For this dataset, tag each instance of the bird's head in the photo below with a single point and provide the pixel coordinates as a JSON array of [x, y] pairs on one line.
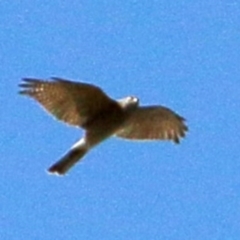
[[129, 103]]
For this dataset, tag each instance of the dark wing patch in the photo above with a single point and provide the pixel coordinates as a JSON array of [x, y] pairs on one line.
[[149, 123], [71, 102]]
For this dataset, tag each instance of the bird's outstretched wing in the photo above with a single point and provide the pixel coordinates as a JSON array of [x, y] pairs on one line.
[[71, 102], [154, 122]]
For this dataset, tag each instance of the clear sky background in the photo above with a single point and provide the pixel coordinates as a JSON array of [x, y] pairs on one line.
[[181, 54]]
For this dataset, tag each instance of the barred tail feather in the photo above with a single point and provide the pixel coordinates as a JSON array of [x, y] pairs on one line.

___

Pictures are not part of the copy; output everything else in the records exactly.

(ANSWER BOX)
For this dataset, tag each instance of the bird's head in the photo below with a single point and provide the pixel coordinates as a JSON array of [x, y] pairs on one line.
[[129, 103]]
For this dataset, tag each instance of the dark wing patch in the photo above with a single point and provide the pixel coordinates as a JSON array of [x, y] pairs on one line.
[[149, 123], [71, 102]]
For this dataset, tag each instance of the bird's outstretched wing in the photo above with a single point and provide the pixel coordinates as a JSON array of [x, y] pairs on one line.
[[71, 102], [154, 122]]
For this dataset, tag each instance of the clear sky background in the photo above with a single point and provide the pixel coordinates as a JSON array of [x, y] pairs on one line.
[[181, 54]]
For this dataset, tag each instance of the barred tail feather in the photo above with a single point and provide the pixel coordinates as a JSON array of [x, y] pairs on one line.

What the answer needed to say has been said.